West maintained a long professional relationship with Scott since the latter worked on the former's compilation album, Cruel Summer (2012). Throughout the years, they collaborated on the singles "Champions" (2016) and "Wash Us in the Blood" (2020), with West appearing on Scott's Rodeo (2015) and "Watch" (2018), while Scott appeared on Donda (2021), Vultures 1, and the digital deluxe of Vultures 2 (2024). West also contributed production to Scott's album Utopia (2023), which featured reworkings of multiple songs originally from Donda.

Starting in February 2025, West's relationship with Scott strained when the latter seemingly unfollowed the former on Twitter following controversial posts from supporting Sean Combs to various antisemitic statements. West later accused Scott of stealing credit from his songs recorded in the Wyoming sessions in 2018 and dismissed Scott's comments of calling him "family". In November, they reconciled when West made a surprise appearance at Scott's concert in Tokyo as part of the latter's Circus Maximus Tour, performing various songs from "Can't Tell Me Nothing" (2007) to "All of the Lights" (2010). In July 2026, Scott stated in a video with Variety that "Father" was recorded spontaneously while he and West were in Japan, reflecting that West "just had [his] verse in his brain."

In February 2026, record producer Havoc revealed to Complex that West might have been working on a collaborative album with Scott. A few days prior to the release of Bully (2026), a Beats Electronics ad from December 2025 featuring Scott resurfaced online. During the last seconds of the ad, a snippet of an untitled track plays in the background, which would later be revealed as "Father". On March 27, West premiered a livestream of the Bully listening party in Inglewood through YouTube an hour after midnight, featuring a guest appearance from Scott. Hours after its release, West removed the livestream from public view on YouTube. On March 28, a day after its intended release, the album was released to streaming services. On April 1 and 3, West later performed the song at his two SoFi Stadium concerts in Los Angeles, with the latter concert featuring a surprise guest appearance from Travis Scott. On September 4, the two reunited to perform "Father" during West's concert at Soldier Field in Chicago.

== Composition and lyrics ==
"Father" introduces itself with angelic church organs as it relies on a vocal sample from gospel singer Johnnie Frierson. In a runtime of two minutes and forty-nine seconds, the song blends a gospel influence with "hard-hitting momentum" that relies on "heavy synth bass" and industrial drums. From analysis by Collins Badewa of Style Rave, the song shares a thoughtful, meditative perspective that explores themes of "redemption, identity, and the tension between fame and faith", in contrast to West's usual emphasis on spectacle. Rather than an overwhelming start, "Father" builds up gradually with more layers that highlight its emotional impact as West raps about humility through leaving his old self behind and describing his new sense of self. Scott later appears on the song's second verse with "a faster flow and a more clear vocal tone" while giving a shoutout to Nike, thanks to his long association with the athletic shoe brand, as well as recounting his upbringing from rough neighborhoods to the riches of Malibu.

■ Assignment ■
Write out the excerpt on the song "Father" word for word, from "West maintained a" up to and including "originally from Donda.". Rely on nothing but the text above.

(Referring expression data)
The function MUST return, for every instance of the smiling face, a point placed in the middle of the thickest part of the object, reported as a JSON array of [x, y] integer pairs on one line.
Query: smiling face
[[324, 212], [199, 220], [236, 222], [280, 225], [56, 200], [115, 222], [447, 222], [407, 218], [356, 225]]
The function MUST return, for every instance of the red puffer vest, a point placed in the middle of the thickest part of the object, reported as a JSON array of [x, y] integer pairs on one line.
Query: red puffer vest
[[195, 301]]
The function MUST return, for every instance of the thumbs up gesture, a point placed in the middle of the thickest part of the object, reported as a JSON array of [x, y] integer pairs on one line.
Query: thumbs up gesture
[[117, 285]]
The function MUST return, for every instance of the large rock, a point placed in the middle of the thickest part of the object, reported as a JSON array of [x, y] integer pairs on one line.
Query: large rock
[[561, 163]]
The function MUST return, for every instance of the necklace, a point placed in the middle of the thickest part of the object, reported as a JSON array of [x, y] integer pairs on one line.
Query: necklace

■ Task solution ■
West maintained a long professional relationship with Scott since the latter worked on the former's compilation album, Cruel Summer (2012). Throughout the years, they collaborated on the singles "Champions" (2016) and "Wash Us in the Blood" (2020), with West appearing on Scott's Rodeo (2015) and "Watch" (2018), while Scott appeared on Donda (2021), Vultures 1, and the digital deluxe of Vultures 2 (2024). West also contributed production to Scott's album Utopia (2023), which featured reworkings of multiple songs originally from Donda.